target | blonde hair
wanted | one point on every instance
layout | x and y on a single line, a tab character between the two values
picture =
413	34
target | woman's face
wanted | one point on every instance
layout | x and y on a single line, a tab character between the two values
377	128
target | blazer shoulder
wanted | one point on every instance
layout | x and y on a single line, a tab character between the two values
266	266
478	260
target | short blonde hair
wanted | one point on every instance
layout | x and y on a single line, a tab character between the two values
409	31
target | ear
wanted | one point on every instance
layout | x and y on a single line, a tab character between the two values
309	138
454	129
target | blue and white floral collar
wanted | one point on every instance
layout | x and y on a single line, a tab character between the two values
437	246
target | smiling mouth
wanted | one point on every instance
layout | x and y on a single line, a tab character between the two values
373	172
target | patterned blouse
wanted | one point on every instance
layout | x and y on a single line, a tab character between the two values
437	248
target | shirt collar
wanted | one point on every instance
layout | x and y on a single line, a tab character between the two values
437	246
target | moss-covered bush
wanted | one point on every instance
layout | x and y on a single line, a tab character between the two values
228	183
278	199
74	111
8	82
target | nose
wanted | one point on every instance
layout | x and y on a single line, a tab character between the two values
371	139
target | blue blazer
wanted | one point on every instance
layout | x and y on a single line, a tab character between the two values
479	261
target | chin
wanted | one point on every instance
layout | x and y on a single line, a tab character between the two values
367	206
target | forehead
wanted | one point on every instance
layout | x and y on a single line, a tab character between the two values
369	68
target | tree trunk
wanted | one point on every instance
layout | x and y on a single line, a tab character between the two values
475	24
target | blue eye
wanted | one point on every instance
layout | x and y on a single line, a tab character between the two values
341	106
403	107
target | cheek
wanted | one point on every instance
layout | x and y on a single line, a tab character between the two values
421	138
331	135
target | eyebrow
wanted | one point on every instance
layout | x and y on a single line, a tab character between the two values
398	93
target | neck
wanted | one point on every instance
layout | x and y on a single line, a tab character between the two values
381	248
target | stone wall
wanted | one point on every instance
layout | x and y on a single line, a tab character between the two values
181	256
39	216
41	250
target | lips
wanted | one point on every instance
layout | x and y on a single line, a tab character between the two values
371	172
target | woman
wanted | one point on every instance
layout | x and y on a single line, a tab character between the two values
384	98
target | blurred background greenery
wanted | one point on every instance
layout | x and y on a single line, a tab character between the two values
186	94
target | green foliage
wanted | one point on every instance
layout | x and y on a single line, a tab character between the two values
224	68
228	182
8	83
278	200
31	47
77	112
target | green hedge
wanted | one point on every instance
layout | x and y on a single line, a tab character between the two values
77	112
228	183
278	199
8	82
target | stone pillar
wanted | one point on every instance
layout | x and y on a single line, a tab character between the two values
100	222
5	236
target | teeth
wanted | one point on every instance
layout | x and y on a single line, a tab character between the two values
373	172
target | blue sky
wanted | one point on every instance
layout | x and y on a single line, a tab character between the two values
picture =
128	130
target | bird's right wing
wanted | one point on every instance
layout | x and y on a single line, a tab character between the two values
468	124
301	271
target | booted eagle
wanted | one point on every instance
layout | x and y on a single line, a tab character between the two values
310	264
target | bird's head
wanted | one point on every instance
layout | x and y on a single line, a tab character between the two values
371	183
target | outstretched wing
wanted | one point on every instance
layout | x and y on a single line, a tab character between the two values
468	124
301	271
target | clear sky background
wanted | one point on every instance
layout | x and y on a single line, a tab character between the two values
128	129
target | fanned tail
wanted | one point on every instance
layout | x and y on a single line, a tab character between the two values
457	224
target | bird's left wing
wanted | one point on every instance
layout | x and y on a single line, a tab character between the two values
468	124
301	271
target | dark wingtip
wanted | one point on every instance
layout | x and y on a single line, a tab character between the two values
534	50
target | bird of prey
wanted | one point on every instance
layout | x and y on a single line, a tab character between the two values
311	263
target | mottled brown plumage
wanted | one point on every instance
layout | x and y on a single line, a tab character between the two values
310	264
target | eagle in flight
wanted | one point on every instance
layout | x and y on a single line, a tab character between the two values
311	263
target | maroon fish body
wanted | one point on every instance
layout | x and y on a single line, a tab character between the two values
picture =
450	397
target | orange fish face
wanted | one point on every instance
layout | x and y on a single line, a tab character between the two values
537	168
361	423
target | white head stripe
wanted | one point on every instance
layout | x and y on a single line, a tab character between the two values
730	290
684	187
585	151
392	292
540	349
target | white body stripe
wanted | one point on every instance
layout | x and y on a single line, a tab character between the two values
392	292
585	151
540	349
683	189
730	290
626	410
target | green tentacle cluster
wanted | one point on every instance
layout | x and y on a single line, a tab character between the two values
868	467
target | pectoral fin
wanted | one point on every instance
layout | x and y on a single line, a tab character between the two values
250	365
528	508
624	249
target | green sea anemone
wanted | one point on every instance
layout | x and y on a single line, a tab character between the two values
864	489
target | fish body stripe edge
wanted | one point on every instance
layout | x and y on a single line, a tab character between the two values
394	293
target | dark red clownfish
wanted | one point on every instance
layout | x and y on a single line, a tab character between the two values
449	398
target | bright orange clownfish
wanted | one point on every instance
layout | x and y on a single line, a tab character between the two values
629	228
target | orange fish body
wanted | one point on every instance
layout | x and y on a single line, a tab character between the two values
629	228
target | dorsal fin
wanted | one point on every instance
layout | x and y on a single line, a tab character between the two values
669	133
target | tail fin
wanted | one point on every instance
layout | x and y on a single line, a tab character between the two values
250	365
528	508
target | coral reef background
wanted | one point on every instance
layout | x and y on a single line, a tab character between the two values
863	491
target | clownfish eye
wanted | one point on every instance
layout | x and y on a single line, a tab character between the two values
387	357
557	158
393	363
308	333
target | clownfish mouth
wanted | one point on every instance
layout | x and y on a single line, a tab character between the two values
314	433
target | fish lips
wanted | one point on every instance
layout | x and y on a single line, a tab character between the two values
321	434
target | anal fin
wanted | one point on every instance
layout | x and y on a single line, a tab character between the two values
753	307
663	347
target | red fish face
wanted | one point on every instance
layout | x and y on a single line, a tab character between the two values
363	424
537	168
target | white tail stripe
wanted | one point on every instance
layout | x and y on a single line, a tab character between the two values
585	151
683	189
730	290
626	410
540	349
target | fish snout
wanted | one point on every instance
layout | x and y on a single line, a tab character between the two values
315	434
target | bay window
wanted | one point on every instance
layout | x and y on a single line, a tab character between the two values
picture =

- - - - - - -

From the first line to the last, set down every record exactly as written above.

target | blonde hair
wanted | one point on every instance
layout | x and y on a single line, a tab character between the two values
picture =
413	34
target | woman's face
wanted | one point on every instance
layout | x and y on a single line, a tab character between the two values
377	128
target | blazer shoulder
wanted | one point on every instance
layout | x and y on a single line, a tab character between the two values
266	266
478	260
target | short blonde hair
wanted | one point on every instance
layout | x and y on a single line, a tab character between the two values
409	31
target | ear
wanted | one point on every instance
layout | x and y on a single line, a tab character between the two values
309	138
454	129
target | blue and white floral collar
wanted | one point on every instance
layout | x and y on a single line, a tab character between the two values
437	246
target | smiling mouth
wanted | one point on every instance
layout | x and y on a single line, a tab character between the two values
373	172
target | patterned blouse
wanted | one point on every instance
layout | x and y on a single line, a tab character between the two values
437	248
target | shirt collar
wanted | one point on every instance
layout | x and y on a single line, a tab character between the two values
437	246
target | moss-covered bush
wanted | one point on every instance
layout | x and y on a single line, a tab character between the two values
228	183
278	199
74	111
8	82
target | nose
wanted | one point on every instance
layout | x and y on a single line, a tab character between the two values
371	139
target | blue blazer
wanted | one point on every instance
layout | x and y on a single line, a tab character between the two values
479	261
target | chin
wanted | one point on every instance
layout | x and y on a single line, a tab character between the two values
367	206
target | forehead
wanted | one point on every instance
layout | x and y on a single line, a tab character between the two values
369	68
target | tree trunk
wanted | one point on every instance
layout | x and y on a single line, a tab character between the two values
475	24
target | blue eye
wanted | one point on every instance
layout | x and y on a single line, a tab character between the two values
341	106
403	107
target | cheek
wanted | one point on every instance
layout | x and y on a single line, a tab character between the two values
421	138
331	135
target | eyebrow
wanted | one point on every instance
layout | x and y on a single line, a tab character between the two values
398	93
target | neck
wanted | one point on every instance
layout | x and y on a single line, a tab character between the two values
381	248
target | stone wall
wanted | one point on every instance
layout | x and y on a single line, a tab character between the two values
181	256
39	216
41	250
target | lips
wanted | one point on every instance
layout | x and y on a single line, a tab character between the two values
371	172
target | woman
wanted | one point on every instance
layout | x and y on a single line, a tab character between the two values
384	98
target | blurred background greenery
wanted | one point on every instance
layout | x and y on a single line, a tab character between the two values
186	94
target | green foliage
wanted | one point on every instance
layout | x and y on a single line, a tab character between the two values
224	68
228	182
8	83
278	200
31	47
77	112
target | green hedge
wanted | one point on every instance
layout | x and y on a single line, a tab character between the two values
77	112
228	183
278	199
8	82
target | stone pillar
wanted | one point on every instance
layout | x and y on a single line, a tab character between the two values
100	222
5	236
target | teeth
wanted | one point on every instance
layout | x and y on a single line, a tab character between the two values
373	172
target | blue sky
wanted | one point on every instance
layout | x and y on a single line, a tab character between the two values
picture =
128	130
target | bird's right wing
wanted | one point on every instance
layout | x and y on a single line, a tab character between the two values
468	124
301	271
target | booted eagle
wanted | one point on every instance
layout | x and y on a single line, a tab character between the two values
310	264
target | bird's head
wanted | one point on every instance
layout | x and y on a single line, a tab character between the two values
371	183
target | outstretched wing
wanted | one point on every instance
layout | x and y on a single line, a tab character between the two values
468	124
301	271
target | clear sky background
wanted | one point on every instance
layout | x and y on a single line, a tab character between the two values
128	129
target | fanned tail
wanted | one point on every instance
layout | x and y on a single line, a tab character between the two values
457	224
target | bird's left wing
wanted | one point on every instance
layout | x and y on a single line, a tab character between the two values
468	124
301	271
target | dark wingtip
wanted | one point on every instance
layout | x and y on a single line, a tab character between the two values
534	50
target | bird of prey
wanted | one point on every instance
layout | x and y on a single line, a tab character between the two values
311	263
target | mottled brown plumage
wanted | one point on every instance
layout | x and y on a single line, a tab character between the two values
310	264
target | eagle in flight
wanted | one point on every instance
layout | x and y on a single line, a tab character between the two values
311	263
target | maroon fish body
wanted | one point on every instance
layout | x and y on a single line, a tab character between the two values
picture =
450	397
target | orange fish face
wanted | one point on every instance
layout | x and y on a single line, a tab character between the two values
537	168
361	423
target | white head stripe
wanted | one point on every instance
layout | x and y on a single line, a tab character between the two values
730	290
684	187
585	151
392	292
540	349
target | white body stripe
wanted | one point on every instance
layout | x and y on a single line, a tab character between the two values
392	292
585	151
540	349
683	189
730	290
626	410
target | green tentacle cluster
wanted | one point on every instance
layout | x and y on a single line, a tab character between the two values
868	467
target | pectoral fin
wanted | one point on every instance
layout | x and y on a single line, a tab character between the two values
250	365
528	508
624	249
target | green sea anemone
wanted | one point on every instance
layout | x and y on a single line, a tab character between the two values
864	489
target | fish body stripe edge
wanted | one point on every instance
layout | x and y on a single line, a tab character between the two values
394	293
target | dark red clownfish
wanted | one point on every instance
layout | x and y on a single line, a tab character between the two values
449	398
target | bright orange clownfish
wanted | one point on every instance
layout | x and y on a single line, a tab character between the two values
629	228
target | orange fish body
wanted | one point on every instance
layout | x and y on a single line, a tab character between the two values
629	228
target | dorsal fin
wanted | one point on every instance
layout | x and y on a single line, a tab character between the two values
669	133
target | tail fin
wanted | one point on every instance
layout | x and y on a single line, a tab character between the two values
250	365
528	508
target | coral reef background
wanted | one point on every instance
layout | x and y on a single line, a tab character between the two values
863	491
target | clownfish eye
wanted | one point on every instance
layout | x and y on a single line, a tab character between the two values
387	357
557	158
393	363
308	333
target | clownfish mouth
wanted | one point on every instance
layout | x and y on a single line, a tab character between the two values
314	433
target | fish lips
wanted | one point on every instance
layout | x and y on a single line, a tab character between the two values
321	434
target | anal fin
wanted | one point on every instance
layout | x and y on a single line, a tab character between the two values
753	307
663	347
target | red fish face
wanted | one point on every instance
layout | x and y on a single line, a tab character between the two values
363	424
537	168
target | white tail stripe
wanted | one point on every instance
layout | x and y on a single line, a tab character between the two values
585	151
683	189
730	290
626	410
540	349
target | fish snout
wanted | one point on every instance
layout | x and y on a single line, a tab character between the two values
315	434
target | bay window
wanted | one point on every instance
layout | x and y on a single line, a tab character between the two values
picture =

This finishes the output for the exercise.